Activity -
The expected output is a verbatim reprint of the lines from the beginning of the data that follows through the line that contains "Target: dark blurred spectator".

[Records from a collection]
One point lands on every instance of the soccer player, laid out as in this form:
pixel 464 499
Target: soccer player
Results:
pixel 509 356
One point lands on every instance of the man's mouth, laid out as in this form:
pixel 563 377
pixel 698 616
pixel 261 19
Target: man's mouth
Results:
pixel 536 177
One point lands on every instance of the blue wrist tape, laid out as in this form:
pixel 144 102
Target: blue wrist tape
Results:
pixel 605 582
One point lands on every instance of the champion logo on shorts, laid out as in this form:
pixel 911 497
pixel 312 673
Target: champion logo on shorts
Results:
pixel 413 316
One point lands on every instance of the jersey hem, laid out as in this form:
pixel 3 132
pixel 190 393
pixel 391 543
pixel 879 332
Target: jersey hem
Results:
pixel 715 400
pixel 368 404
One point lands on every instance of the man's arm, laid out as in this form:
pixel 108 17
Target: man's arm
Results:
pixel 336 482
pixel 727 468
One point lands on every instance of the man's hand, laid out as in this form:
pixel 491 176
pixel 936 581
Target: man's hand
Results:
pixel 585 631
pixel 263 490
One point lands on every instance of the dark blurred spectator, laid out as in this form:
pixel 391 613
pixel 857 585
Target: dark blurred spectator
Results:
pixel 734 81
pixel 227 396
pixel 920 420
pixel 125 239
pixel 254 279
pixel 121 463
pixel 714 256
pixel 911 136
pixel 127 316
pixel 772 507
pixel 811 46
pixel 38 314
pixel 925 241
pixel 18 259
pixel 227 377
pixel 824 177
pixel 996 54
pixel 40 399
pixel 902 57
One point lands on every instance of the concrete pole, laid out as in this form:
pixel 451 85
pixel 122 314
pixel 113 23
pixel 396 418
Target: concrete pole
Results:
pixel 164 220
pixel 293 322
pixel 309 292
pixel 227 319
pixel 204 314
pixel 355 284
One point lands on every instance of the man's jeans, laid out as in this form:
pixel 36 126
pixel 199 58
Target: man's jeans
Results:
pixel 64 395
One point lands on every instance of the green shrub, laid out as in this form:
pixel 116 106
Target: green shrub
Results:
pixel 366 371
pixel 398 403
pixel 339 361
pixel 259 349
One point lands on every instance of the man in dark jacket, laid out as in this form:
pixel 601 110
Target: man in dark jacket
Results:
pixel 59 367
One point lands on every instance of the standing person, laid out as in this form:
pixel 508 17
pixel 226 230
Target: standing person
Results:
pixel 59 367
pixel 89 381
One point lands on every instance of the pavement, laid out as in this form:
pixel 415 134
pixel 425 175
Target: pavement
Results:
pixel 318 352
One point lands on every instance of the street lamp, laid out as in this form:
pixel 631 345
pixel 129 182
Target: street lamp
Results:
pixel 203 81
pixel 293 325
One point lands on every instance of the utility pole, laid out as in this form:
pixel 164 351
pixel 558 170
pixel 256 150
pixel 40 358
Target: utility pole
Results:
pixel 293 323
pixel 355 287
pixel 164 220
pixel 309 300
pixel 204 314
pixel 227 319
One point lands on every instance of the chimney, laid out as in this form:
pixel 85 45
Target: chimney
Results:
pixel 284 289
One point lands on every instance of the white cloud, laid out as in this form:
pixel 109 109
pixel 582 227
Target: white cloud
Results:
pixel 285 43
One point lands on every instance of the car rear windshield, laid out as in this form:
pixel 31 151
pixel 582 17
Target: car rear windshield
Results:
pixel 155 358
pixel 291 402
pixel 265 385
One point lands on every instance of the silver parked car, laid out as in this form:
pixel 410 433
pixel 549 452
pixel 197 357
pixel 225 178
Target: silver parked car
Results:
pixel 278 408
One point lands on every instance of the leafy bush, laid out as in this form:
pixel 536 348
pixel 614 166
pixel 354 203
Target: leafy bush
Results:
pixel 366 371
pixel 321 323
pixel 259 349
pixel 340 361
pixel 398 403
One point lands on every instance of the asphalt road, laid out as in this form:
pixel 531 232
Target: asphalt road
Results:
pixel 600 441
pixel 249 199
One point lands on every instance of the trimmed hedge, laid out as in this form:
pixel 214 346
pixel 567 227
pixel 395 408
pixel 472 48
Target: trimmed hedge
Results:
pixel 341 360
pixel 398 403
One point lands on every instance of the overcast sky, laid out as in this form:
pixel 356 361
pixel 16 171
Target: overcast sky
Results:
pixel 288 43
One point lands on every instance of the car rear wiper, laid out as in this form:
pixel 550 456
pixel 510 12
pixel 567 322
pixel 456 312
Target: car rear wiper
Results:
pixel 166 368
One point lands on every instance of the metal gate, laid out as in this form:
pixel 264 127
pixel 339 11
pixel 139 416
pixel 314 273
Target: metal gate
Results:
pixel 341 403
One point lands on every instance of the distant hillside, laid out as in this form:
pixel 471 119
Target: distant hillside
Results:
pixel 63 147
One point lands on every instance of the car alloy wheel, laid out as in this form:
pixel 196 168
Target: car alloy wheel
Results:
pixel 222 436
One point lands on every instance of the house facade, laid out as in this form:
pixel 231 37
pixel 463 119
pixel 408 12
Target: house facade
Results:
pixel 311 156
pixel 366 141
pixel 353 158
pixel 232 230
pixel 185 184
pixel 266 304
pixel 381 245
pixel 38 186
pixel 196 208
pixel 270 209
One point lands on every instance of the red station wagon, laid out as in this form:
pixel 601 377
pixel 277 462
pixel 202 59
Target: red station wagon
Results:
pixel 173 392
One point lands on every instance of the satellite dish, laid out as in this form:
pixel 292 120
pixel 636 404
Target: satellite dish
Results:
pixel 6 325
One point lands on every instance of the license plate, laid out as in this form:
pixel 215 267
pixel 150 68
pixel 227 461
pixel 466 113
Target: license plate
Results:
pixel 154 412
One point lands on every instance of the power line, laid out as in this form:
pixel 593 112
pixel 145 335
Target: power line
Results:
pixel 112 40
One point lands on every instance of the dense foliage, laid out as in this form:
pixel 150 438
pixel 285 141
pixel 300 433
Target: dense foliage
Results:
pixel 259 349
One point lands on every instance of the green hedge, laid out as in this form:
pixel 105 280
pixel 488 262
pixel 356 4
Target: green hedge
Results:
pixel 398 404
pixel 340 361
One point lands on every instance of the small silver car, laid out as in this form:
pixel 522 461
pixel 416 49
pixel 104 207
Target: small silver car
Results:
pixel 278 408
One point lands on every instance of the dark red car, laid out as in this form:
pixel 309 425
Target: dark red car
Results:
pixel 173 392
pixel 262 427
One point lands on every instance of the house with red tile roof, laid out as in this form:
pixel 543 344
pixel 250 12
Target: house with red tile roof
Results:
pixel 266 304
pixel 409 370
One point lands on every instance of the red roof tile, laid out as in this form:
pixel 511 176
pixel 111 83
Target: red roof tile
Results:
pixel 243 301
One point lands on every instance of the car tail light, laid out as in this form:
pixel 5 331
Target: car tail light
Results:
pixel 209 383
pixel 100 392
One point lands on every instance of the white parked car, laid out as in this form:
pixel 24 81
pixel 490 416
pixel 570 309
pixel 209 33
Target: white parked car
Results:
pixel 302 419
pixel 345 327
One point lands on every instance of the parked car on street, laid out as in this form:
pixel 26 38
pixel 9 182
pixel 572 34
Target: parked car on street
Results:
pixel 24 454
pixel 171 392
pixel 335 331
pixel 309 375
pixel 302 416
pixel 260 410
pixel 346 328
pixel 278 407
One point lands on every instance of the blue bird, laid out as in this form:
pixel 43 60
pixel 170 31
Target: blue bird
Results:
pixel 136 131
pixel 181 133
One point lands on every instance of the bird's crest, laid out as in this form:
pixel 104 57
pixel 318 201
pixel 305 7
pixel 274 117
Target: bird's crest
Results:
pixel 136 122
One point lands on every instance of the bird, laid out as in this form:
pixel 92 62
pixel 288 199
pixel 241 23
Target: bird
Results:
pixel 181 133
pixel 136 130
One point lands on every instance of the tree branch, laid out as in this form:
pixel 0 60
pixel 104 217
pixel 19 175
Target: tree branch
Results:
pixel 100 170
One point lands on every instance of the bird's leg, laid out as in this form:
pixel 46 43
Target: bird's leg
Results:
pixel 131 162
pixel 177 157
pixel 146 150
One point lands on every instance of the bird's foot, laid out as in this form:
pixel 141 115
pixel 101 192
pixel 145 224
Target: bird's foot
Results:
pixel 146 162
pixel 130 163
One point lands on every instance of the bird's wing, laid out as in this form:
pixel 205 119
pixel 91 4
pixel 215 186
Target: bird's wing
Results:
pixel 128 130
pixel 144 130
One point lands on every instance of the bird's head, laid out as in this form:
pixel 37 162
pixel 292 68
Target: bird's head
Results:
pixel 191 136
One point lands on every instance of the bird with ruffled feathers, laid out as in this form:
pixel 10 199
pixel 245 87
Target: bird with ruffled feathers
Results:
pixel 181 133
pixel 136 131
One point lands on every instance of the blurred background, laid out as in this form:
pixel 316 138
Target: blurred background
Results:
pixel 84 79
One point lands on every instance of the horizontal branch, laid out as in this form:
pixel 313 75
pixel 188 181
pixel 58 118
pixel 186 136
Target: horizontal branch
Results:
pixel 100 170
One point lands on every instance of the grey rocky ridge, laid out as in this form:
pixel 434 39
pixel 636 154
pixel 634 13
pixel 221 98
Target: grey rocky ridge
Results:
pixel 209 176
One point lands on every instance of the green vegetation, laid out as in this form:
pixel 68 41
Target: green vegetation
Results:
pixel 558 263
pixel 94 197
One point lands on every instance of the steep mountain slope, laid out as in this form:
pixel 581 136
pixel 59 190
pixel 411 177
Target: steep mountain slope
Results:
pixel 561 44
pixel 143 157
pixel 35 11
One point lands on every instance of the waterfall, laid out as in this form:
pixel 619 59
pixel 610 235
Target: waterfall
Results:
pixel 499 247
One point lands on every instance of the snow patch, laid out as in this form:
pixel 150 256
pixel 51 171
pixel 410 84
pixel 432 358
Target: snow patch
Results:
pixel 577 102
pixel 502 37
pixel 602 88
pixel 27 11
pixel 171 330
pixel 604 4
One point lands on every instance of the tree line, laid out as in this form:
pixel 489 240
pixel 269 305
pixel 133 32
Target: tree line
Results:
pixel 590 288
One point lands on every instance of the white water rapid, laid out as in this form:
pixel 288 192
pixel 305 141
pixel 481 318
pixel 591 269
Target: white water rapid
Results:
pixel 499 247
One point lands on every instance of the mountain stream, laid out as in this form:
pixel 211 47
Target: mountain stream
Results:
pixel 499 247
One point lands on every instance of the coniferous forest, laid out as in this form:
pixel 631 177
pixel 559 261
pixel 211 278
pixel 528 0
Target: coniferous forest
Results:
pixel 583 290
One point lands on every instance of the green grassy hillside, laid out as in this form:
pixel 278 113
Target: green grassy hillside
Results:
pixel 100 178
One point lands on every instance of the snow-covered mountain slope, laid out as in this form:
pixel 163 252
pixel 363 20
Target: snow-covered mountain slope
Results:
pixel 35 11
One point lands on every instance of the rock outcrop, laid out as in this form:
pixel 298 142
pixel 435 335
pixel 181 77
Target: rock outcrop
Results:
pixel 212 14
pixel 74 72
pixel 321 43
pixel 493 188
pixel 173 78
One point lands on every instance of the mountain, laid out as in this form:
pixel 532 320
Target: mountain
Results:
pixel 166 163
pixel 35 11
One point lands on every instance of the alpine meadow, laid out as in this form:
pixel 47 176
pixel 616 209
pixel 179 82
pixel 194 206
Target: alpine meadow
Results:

Answer space -
One point lands on every instance of the soccer player, laid out as in this form:
pixel 464 499
Target: soccer player
Results:
pixel 509 356
One point lands on every instance of the man's mouth, laid out as in this form:
pixel 563 377
pixel 698 616
pixel 261 19
Target: man's mouth
Results:
pixel 536 177
One point lands on every instance of the blue wrist tape, laid out as in this form:
pixel 144 102
Target: blue wrist tape
Results:
pixel 605 582
One point lands on every instance of the champion logo on shorts, laid out as in this form:
pixel 911 497
pixel 312 673
Target: champion logo on shorts
Results:
pixel 413 316
One point lands on every instance of the jersey hem, laid out as in this form:
pixel 3 132
pixel 190 393
pixel 391 543
pixel 879 332
Target: jersey hem
Results:
pixel 715 400
pixel 368 404
One point lands on every instance of the man's arm, laid out as in this form:
pixel 108 17
Target: man's arm
Results:
pixel 336 482
pixel 727 468
One point lands on every instance of the man's hand, laid out as in this form:
pixel 491 176
pixel 936 581
Target: man's hand
Results:
pixel 585 631
pixel 263 490
One point lands on every instance of the dark blurred spectator, laid out as in this form:
pixel 391 613
pixel 857 585
Target: dark blurred spectator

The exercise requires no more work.